Natural-language object grounding data
'''

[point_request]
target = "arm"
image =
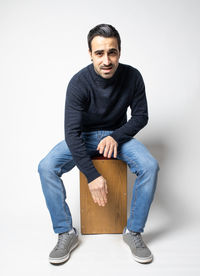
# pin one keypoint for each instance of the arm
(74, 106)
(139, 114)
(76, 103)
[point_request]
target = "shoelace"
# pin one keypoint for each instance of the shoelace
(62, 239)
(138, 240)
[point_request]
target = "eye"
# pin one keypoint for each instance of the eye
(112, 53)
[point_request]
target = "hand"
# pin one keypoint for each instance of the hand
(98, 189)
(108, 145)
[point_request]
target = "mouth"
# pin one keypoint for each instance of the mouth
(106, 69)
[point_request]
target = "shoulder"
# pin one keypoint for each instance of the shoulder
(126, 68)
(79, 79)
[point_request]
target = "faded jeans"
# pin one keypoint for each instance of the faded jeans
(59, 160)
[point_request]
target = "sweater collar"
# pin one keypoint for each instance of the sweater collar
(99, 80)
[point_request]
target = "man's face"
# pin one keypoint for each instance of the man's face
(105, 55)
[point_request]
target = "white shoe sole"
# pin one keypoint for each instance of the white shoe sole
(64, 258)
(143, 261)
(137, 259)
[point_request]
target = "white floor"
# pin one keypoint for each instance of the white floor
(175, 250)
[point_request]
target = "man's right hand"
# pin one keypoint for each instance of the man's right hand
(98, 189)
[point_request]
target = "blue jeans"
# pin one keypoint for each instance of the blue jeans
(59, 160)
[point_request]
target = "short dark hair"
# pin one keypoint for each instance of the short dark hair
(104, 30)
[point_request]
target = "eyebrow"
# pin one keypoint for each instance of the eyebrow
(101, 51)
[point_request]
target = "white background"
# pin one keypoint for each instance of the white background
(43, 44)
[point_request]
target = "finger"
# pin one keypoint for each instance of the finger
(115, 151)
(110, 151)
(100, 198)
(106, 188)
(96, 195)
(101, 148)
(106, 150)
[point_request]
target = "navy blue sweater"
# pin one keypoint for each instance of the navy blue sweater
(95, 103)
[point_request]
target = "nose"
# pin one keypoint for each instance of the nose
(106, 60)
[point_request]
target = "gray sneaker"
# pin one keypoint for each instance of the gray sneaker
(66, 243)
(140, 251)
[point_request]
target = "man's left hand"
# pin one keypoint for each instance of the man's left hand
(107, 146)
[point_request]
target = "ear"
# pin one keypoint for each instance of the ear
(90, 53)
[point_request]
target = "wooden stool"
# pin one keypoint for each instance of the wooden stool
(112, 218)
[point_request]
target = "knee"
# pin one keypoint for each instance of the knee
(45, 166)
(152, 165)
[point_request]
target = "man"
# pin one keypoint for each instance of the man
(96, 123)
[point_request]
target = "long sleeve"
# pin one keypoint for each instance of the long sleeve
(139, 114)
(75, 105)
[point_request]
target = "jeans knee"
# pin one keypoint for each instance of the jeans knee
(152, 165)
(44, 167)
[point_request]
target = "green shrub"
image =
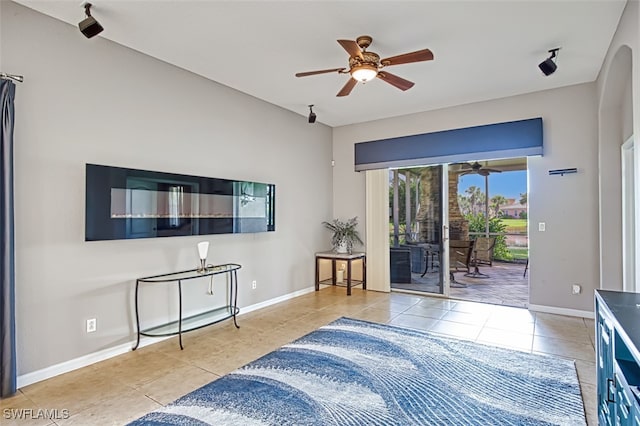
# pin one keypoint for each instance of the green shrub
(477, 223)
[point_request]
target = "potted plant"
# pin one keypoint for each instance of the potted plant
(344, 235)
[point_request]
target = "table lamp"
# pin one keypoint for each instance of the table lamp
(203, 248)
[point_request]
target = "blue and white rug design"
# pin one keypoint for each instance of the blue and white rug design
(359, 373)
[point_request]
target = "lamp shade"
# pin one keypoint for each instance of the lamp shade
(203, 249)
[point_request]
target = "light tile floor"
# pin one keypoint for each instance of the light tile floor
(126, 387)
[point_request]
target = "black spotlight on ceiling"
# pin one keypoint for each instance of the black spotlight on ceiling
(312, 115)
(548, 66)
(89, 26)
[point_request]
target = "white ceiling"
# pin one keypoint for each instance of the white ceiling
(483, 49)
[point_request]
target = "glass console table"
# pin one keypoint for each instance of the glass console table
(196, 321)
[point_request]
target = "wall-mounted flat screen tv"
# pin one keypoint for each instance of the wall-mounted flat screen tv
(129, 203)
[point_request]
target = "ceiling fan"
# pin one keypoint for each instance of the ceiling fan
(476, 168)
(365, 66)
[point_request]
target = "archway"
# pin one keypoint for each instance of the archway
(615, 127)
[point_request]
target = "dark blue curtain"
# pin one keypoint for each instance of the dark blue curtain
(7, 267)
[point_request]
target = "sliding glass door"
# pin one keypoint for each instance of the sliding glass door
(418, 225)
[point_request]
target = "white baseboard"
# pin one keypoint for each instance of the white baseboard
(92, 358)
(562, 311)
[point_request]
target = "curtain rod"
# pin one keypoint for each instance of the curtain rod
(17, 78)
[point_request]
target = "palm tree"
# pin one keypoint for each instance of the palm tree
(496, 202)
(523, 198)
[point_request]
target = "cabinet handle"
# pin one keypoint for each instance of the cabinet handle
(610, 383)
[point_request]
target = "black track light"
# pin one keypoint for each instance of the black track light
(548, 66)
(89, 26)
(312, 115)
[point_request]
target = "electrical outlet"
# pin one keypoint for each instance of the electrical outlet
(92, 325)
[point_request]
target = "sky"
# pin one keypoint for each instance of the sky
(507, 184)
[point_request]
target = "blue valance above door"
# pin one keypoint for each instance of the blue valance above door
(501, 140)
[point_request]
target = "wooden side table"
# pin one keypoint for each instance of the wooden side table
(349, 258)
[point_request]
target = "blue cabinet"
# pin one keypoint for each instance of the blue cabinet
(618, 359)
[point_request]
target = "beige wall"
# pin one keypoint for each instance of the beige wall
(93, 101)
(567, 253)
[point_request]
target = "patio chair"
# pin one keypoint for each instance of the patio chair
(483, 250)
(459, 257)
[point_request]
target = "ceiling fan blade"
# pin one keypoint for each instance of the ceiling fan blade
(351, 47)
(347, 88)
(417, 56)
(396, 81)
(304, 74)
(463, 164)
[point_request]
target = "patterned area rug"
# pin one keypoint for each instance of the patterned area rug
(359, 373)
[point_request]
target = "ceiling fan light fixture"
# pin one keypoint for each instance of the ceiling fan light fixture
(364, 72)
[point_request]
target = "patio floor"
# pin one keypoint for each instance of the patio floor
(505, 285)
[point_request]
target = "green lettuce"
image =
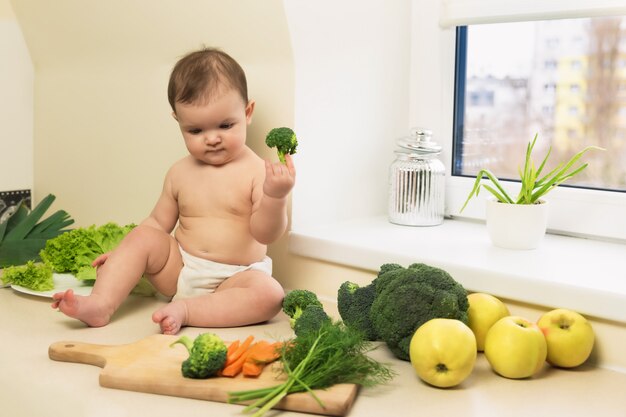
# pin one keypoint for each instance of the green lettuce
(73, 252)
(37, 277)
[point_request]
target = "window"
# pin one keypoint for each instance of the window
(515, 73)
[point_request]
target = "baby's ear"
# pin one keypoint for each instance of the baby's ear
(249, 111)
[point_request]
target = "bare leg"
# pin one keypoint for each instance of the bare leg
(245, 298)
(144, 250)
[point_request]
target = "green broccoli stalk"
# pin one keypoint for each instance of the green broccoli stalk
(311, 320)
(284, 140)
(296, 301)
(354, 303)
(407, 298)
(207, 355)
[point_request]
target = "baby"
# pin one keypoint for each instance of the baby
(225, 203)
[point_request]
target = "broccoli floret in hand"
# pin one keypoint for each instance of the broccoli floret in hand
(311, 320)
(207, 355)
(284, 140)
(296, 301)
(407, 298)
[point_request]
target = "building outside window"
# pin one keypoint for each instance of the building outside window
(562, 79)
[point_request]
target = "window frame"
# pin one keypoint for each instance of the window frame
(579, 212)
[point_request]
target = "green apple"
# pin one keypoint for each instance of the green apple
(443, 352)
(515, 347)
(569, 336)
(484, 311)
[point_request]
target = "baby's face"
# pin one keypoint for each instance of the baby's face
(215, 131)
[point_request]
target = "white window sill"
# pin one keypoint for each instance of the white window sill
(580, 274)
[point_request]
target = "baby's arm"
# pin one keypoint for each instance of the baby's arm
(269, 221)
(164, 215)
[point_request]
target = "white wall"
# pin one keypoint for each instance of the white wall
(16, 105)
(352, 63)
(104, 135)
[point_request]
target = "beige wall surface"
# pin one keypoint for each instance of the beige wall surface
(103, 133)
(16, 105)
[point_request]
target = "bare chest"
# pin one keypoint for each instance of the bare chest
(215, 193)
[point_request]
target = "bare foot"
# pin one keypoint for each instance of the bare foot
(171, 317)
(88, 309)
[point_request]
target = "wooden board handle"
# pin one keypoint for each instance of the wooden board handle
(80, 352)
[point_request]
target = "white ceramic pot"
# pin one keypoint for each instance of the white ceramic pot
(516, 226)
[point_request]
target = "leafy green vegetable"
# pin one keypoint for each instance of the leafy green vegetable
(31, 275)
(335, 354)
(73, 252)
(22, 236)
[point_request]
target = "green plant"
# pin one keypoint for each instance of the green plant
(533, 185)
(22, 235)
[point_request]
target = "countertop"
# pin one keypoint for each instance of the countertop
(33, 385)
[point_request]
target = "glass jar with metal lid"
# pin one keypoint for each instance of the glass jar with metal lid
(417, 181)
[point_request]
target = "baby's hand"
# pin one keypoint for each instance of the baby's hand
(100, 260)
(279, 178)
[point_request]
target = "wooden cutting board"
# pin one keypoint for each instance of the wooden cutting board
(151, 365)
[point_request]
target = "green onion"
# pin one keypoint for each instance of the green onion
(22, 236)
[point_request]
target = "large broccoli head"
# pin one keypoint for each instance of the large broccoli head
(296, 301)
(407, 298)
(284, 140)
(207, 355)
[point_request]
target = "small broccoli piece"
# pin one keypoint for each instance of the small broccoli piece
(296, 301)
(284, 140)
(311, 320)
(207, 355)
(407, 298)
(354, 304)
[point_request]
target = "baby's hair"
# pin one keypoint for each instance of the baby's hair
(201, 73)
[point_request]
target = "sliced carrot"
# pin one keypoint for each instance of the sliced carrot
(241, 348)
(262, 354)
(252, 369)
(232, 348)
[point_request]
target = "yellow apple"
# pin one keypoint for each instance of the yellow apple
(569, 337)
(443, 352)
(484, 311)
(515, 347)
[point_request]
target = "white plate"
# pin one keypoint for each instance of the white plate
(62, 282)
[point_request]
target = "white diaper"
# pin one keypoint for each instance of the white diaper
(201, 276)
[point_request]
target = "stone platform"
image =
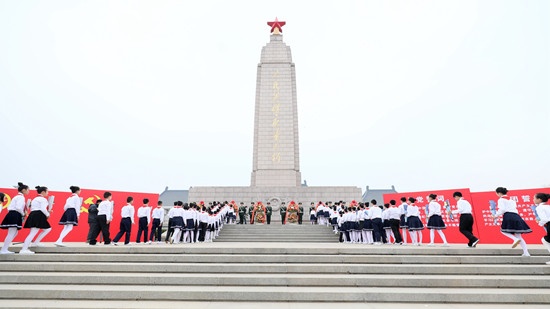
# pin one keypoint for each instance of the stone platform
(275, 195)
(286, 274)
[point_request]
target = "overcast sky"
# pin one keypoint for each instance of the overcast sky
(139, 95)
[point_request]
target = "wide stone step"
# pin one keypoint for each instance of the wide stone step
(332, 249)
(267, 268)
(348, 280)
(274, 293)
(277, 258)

'''
'''

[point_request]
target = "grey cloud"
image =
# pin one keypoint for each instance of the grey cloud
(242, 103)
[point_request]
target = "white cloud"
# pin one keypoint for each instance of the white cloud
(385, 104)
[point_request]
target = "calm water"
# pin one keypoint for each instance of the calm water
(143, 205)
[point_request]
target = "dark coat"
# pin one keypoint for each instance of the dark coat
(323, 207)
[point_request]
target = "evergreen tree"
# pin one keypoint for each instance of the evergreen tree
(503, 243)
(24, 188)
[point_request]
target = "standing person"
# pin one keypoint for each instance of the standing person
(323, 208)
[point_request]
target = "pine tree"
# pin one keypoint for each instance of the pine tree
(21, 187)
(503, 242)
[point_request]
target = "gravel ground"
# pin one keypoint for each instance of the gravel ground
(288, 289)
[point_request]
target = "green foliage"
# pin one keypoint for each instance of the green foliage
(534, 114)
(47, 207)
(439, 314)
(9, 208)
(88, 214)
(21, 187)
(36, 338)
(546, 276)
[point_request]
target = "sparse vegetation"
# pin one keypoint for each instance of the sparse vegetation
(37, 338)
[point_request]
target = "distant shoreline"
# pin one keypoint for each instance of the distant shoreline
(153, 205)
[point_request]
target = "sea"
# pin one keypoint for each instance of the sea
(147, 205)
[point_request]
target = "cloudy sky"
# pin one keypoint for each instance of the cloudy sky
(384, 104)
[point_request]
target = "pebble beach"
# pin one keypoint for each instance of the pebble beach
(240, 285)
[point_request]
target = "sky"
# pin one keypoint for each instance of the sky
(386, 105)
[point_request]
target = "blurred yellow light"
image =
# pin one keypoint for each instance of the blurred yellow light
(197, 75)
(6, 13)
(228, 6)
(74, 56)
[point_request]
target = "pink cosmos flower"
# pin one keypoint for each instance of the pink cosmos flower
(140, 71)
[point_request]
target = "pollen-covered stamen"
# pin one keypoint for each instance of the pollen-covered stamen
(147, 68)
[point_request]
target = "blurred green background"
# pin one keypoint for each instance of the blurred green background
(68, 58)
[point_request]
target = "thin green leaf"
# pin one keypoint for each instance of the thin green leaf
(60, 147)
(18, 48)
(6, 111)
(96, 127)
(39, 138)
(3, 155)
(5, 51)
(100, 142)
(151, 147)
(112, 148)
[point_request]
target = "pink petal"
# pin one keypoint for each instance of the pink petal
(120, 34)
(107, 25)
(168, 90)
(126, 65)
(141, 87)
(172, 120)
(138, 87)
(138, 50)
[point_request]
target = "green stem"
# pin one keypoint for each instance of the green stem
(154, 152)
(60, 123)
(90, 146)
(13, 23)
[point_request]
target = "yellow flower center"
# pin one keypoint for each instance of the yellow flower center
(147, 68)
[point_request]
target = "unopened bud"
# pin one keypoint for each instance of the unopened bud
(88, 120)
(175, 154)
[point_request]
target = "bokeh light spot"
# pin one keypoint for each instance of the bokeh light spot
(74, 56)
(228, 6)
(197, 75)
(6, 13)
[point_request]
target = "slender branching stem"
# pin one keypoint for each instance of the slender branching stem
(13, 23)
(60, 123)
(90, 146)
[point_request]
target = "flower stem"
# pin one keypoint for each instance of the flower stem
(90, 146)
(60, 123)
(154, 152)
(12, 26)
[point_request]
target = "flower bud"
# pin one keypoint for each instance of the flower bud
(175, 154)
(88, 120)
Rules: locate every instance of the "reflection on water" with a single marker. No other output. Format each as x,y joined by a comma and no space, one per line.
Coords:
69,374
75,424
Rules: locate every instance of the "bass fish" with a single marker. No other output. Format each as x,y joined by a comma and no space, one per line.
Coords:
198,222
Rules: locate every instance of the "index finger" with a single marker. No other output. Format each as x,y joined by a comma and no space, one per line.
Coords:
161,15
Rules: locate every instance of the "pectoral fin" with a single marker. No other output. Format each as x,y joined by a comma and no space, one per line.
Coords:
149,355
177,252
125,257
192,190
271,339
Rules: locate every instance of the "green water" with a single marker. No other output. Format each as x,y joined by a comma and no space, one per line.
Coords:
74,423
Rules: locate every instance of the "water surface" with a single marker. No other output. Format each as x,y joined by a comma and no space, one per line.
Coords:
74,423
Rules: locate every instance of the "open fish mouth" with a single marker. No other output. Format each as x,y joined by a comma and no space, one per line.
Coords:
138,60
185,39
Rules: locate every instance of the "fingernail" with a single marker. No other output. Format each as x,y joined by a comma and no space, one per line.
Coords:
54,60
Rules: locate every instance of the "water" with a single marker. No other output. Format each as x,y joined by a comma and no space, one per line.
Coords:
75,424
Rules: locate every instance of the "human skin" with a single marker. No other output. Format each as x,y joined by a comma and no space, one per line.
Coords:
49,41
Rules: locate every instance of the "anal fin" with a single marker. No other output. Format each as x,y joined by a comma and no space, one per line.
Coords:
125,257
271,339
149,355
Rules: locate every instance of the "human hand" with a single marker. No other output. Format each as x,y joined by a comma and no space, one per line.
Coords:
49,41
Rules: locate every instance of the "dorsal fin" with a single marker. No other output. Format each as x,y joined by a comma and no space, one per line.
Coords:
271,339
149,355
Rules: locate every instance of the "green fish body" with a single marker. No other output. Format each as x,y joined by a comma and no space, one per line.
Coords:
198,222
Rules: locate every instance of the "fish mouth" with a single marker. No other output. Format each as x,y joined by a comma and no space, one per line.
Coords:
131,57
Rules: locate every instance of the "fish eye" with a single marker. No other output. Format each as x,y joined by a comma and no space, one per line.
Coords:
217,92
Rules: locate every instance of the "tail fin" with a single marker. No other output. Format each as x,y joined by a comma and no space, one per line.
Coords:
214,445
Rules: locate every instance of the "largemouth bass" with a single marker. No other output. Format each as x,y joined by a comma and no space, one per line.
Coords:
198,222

'''
'''

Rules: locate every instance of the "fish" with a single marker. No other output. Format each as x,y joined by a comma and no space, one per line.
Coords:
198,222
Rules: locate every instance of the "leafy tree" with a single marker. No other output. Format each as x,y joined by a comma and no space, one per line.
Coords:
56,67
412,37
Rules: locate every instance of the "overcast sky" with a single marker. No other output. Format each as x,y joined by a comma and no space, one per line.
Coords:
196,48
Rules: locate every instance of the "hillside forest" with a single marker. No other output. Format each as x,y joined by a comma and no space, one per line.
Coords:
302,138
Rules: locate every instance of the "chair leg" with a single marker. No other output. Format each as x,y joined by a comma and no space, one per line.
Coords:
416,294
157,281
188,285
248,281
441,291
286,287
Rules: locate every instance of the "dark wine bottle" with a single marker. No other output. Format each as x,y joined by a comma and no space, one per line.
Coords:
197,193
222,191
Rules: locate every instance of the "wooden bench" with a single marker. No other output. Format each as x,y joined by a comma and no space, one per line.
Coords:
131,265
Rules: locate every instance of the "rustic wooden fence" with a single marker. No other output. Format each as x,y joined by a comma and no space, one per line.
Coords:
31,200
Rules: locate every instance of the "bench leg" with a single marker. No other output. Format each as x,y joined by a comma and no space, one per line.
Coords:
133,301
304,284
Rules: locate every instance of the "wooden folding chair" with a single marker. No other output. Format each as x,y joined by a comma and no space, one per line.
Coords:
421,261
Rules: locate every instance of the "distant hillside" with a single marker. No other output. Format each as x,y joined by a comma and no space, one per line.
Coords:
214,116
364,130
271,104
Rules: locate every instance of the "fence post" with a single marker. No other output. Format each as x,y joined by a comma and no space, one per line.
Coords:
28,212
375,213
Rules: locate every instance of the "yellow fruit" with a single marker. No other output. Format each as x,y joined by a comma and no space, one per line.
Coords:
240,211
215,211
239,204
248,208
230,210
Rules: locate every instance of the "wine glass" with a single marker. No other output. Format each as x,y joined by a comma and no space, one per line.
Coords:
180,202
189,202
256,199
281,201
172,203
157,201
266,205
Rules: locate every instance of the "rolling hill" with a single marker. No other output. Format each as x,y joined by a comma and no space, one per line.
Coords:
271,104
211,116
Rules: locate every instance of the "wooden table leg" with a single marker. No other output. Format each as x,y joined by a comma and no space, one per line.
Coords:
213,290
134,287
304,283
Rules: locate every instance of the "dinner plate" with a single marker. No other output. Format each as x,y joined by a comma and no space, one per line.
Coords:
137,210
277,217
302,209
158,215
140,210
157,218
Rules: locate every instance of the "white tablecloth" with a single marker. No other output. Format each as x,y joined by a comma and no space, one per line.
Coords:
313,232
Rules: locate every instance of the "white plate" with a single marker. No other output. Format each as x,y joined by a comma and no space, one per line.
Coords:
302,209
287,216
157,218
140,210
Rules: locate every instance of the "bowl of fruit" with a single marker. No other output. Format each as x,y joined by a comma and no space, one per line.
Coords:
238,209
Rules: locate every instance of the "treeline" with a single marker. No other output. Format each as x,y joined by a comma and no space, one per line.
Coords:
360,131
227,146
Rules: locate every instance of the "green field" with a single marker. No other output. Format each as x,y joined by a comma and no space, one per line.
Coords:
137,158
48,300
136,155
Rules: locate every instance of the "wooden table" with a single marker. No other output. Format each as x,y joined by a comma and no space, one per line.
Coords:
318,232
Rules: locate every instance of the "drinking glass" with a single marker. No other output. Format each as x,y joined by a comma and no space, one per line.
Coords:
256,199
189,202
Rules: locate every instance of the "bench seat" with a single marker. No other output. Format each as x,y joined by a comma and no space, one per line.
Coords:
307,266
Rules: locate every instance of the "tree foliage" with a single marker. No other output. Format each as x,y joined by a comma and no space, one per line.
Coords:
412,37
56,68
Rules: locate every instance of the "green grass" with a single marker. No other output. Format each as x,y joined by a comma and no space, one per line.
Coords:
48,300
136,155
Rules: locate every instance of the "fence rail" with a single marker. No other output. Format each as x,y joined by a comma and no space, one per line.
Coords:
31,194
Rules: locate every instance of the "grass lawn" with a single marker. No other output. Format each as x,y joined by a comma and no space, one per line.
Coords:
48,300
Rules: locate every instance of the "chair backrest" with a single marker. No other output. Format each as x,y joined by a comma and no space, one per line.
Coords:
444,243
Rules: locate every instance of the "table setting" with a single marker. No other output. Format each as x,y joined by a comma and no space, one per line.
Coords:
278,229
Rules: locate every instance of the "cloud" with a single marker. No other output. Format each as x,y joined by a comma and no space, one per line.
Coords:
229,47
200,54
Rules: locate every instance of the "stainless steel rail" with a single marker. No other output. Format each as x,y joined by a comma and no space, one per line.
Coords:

'''

Go through the data, and copy each line in which the word "fish" appears.

■ SOLUTION FOR THIS EXERCISE:
Rules: locate every instance of the "bass fish" with a single marker. No other output. Format each as x,y joined by a comma and no space, one per line.
Rules: locate every instance of the "open fish mouth" with a single marker. No other output. Format each as x,y joined by a comma and no space, one per line.
Rules: locate every instance of the "green fish body" with a single marker. No other output. Format each as x,y joined by a comma and no space, one per line.
Rules: locate every instance of the "fish mouth" with a single marker. No other output. Format each as x,y joined by a comma and no space, one per line.
Rules: locate every instance of the "fish eye" with a single marker. No other output. Format each as x,y joined by a comma and no space, one per line.
Rules: locate every instance of the "fish" with a single marker. No other output. Format each as x,y joined by a comma and no space, one per line.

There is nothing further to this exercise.